Document segment –
■ ■ ■ ■ ■

Opposing ESC research based on the claim that human lives are being destroyed is public policy based on empirically inaccurate beliefs.

"His decision to reject Congress's passage of a bill providing federal financing for embryonic stem-cell (ESC) research was thoughtful, painful, and reflective of the president's trademark conviction and consistency."

Whether or not the federal government would fund ESC research was not at issue here; the federal government began funding ESC research during the first Bush Administration. Rather, the question was whether the federal funding would be extended to embrionic lines which were not already in use at the time the federal government began funding ESC, which was the limitation placed on federal funding initially.

Whether or not ESC research could be performed on embrionic lines which were not already in use at the time the federal government began funding ESC was also not at issue here. This research can be conducted under current law, but not with federal funding.

In this case, the majority of members of Congress and the President do not agree. The Congress is free to override the veto, if support for federal funding of ESC research on new embrionic lines has sufficient support in Congress. At least at the moment, that does not seem to be the case.

The gratuitous slurs in the first post notwithstanding, this decision was the President's to make; and, he made it in a manner consistent with his conscience and his previous positions on the issue.

Once the ESC research currently underway begins to show significant positive results, there should be adequate private funding available to take advantage of the promised marvels.

The pointlessness of the stem cell debate, and a suggestion to refocus it.
Morally justifying stem cell research is easy. I do not believe that anybody has actually suggested that stem research, in and of itself, is evil. Opponents of ESC research suggest the means by which those embryos are made available is evil.

■ ■ ■ ■ ■

Actions to take –
#1 Summarize the stem cell funding passage in two sentences.
#2 According to the stem cell funding passage, when did the federal government begin funding ESC research?
Answer from the stem cell funding passage alone.

■ ■ ■ ■ ■

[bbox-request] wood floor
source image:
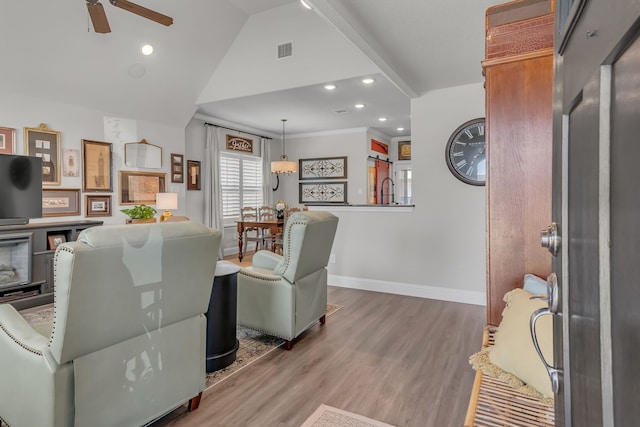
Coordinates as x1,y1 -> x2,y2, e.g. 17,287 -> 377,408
153,287 -> 485,427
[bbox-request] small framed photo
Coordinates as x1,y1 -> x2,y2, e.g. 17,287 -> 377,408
84,194 -> 111,216
42,188 -> 80,217
82,139 -> 113,191
187,160 -> 200,190
24,123 -> 62,185
47,234 -> 67,251
0,127 -> 16,154
171,153 -> 184,183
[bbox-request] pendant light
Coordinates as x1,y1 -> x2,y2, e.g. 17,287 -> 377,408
271,119 -> 298,191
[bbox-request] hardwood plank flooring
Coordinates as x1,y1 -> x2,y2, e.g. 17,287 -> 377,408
153,287 -> 485,427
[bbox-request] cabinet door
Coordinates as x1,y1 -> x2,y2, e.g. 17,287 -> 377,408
486,53 -> 553,325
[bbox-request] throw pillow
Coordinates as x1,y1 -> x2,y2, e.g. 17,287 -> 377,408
489,288 -> 553,398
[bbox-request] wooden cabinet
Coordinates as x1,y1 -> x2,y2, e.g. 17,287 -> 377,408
0,221 -> 102,310
482,0 -> 554,325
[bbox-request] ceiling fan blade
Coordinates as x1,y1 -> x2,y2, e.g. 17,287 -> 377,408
87,1 -> 111,34
109,0 -> 173,27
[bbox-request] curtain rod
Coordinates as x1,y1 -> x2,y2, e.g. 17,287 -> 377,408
204,122 -> 273,139
369,156 -> 393,163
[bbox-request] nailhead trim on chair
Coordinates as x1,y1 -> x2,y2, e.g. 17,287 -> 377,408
0,323 -> 42,356
48,246 -> 74,346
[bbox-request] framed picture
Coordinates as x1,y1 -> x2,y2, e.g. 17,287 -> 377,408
120,171 -> 167,205
24,123 -> 62,185
398,141 -> 411,160
47,234 -> 67,251
171,153 -> 184,183
84,194 -> 111,216
42,188 -> 80,216
298,181 -> 347,204
187,160 -> 200,190
62,148 -> 80,177
0,127 -> 16,154
371,138 -> 389,156
298,156 -> 347,180
82,139 -> 113,191
227,134 -> 253,153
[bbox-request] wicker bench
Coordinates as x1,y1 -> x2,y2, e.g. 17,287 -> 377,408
464,325 -> 555,427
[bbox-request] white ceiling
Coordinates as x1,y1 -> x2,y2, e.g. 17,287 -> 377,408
0,0 -> 498,136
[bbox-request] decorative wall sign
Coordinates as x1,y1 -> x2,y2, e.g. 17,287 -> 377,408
120,170 -> 167,205
298,182 -> 347,204
0,127 -> 16,154
42,188 -> 80,216
187,160 -> 200,190
82,139 -> 113,191
398,141 -> 411,160
24,123 -> 62,185
371,138 -> 389,156
171,153 -> 184,183
227,134 -> 253,153
298,156 -> 347,180
62,148 -> 80,177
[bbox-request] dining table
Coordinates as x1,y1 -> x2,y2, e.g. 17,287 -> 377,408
236,218 -> 284,261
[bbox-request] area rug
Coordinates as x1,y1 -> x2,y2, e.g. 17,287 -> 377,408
300,405 -> 394,427
20,304 -> 342,388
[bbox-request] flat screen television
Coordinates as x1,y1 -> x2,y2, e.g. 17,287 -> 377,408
0,154 -> 42,225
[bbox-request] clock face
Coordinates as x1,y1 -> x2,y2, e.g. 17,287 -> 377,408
445,119 -> 487,185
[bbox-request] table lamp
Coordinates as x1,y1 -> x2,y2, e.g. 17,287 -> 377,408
156,193 -> 178,222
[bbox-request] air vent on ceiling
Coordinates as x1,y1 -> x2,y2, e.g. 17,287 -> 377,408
278,42 -> 293,59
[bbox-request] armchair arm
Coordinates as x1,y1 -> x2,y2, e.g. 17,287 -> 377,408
0,304 -> 48,354
252,251 -> 283,270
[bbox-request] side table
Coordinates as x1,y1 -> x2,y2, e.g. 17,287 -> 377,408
206,261 -> 240,372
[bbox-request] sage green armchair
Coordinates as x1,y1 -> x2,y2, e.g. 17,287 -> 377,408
238,211 -> 338,350
0,222 -> 221,427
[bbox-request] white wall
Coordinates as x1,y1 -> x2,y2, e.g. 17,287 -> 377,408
0,92 -> 186,224
283,83 -> 486,304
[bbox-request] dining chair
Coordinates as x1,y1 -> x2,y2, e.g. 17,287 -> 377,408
240,206 -> 262,257
258,205 -> 276,249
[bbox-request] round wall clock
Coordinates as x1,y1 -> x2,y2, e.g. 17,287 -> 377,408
445,118 -> 487,185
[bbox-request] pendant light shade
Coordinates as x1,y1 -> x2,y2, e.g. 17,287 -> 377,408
271,119 -> 298,175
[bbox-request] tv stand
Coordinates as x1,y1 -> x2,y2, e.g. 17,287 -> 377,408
0,220 -> 103,310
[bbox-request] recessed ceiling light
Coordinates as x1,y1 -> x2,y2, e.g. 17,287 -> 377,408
140,43 -> 153,56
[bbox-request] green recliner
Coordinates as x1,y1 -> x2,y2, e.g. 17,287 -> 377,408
238,211 -> 338,349
0,222 -> 221,427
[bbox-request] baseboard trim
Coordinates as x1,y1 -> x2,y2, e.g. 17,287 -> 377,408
328,274 -> 487,306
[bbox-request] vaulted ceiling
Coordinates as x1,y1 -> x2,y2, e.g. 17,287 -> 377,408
0,0 -> 496,136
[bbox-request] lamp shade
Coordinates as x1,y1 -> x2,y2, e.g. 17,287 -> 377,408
156,193 -> 178,209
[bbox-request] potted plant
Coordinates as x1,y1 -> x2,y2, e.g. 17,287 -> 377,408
120,204 -> 158,224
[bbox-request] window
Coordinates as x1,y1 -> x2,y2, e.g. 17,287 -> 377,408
220,153 -> 263,225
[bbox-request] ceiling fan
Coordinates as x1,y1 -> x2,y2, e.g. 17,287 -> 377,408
86,0 -> 173,34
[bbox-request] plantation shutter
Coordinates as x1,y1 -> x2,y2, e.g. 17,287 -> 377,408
220,153 -> 262,225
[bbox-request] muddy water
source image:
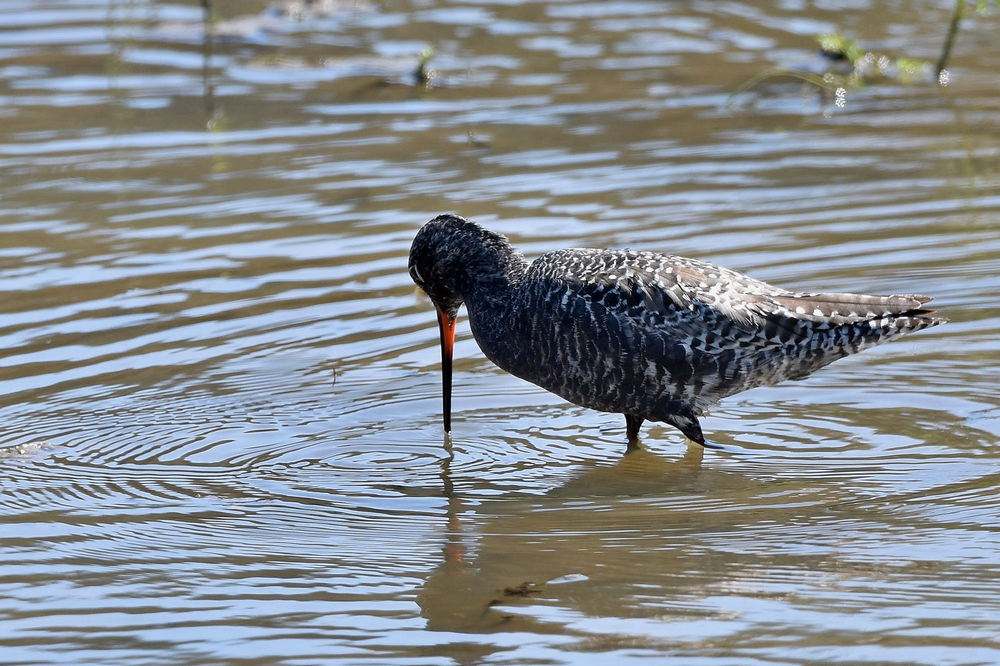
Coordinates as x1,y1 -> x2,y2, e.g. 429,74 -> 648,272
0,0 -> 1000,665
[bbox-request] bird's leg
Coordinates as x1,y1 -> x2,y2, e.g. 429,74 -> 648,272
625,414 -> 644,445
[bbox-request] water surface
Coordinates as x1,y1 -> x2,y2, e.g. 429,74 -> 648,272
0,0 -> 1000,666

■ ■ ■ ■ ■

Solutions to each task –
#1 The passage argues that the veto did not decide whether the federal government would fund embryonic stem-cell research at all, but whether that funding would extend to embryonic lines not already in use when federal funding began, and that such research remains legal without federal money. It holds that the decision was the President's to make and was consistent with his conscience and earlier positions, that Congress may override the veto if it has enough support, and that private funding should become available once current research shows significant positive results.

#2 During the first Bush Administration.